**SOURCE PASSAGE**
☆ ☆ ☆ ☆ ☆

Sometimes I see the following stacktrace error:

15:29:04.475 SEVERE org.springframework.batch.core.step.AbstractStep    : Encountered an error executing step scan-reader in job scan-reader
org.springframework.retry.ExhaustedRetryException: Retry exhausted after last attempt in recovery path, but exception is not skippable.; nested exception is java.util.concurrent.TimeoutException
        at org.springframework.batch.core.step.item.FaultTolerantChunkProcessor$5.recover(FaultTolerantChunkProcessor.java:429)
        at org.springframework.retry.support.RetryTemplate.handleRetryExhausted(RetryTemplate.java:539)
        at org.springframework.retry.support.RetryTemplate.doExecute(RetryTemplate.java:387)
        at org.springframework.retry.support.RetryTemplate.execute(RetryTemplate.java:255)

☆ ☆ ☆ ☆ ☆

**LISTED RECORDS**
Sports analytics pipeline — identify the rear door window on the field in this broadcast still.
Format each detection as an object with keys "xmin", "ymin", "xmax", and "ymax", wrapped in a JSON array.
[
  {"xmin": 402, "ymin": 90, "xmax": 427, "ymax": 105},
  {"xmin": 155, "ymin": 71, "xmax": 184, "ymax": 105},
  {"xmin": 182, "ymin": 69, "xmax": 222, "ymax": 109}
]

☆ ☆ ☆ ☆ ☆

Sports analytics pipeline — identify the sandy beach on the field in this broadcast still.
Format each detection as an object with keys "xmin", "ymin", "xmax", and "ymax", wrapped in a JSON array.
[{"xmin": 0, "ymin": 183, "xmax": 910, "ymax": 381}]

☆ ☆ ☆ ☆ ☆

**CHALLENGE**
Rewrite the log block in the Spring Batch error text that starts with "15:29:04.475 SEVERE" as a short list of its main facts.

**RESULT BELOW**
- Time and level: 15:29:04.475, SEVERE, logged by org.springframework.batch.core.step.AbstractStep
- Event: an error occurred while executing step scan-reader in job scan-reader
- Exception: org.springframework.retry.ExhaustedRetryException. Retry was exhausted after the last attempt in the recovery path, and the exception is not skippable
- Nested exception: java.util.concurrent.TimeoutException
- Stack frames: FaultTolerantChunkProcessor$5.recover (line 429), RetryTemplate.handleRetryExhausted (line 539), RetryTemplate.doExecute (line 387), RetryTemplate.execute (line 255)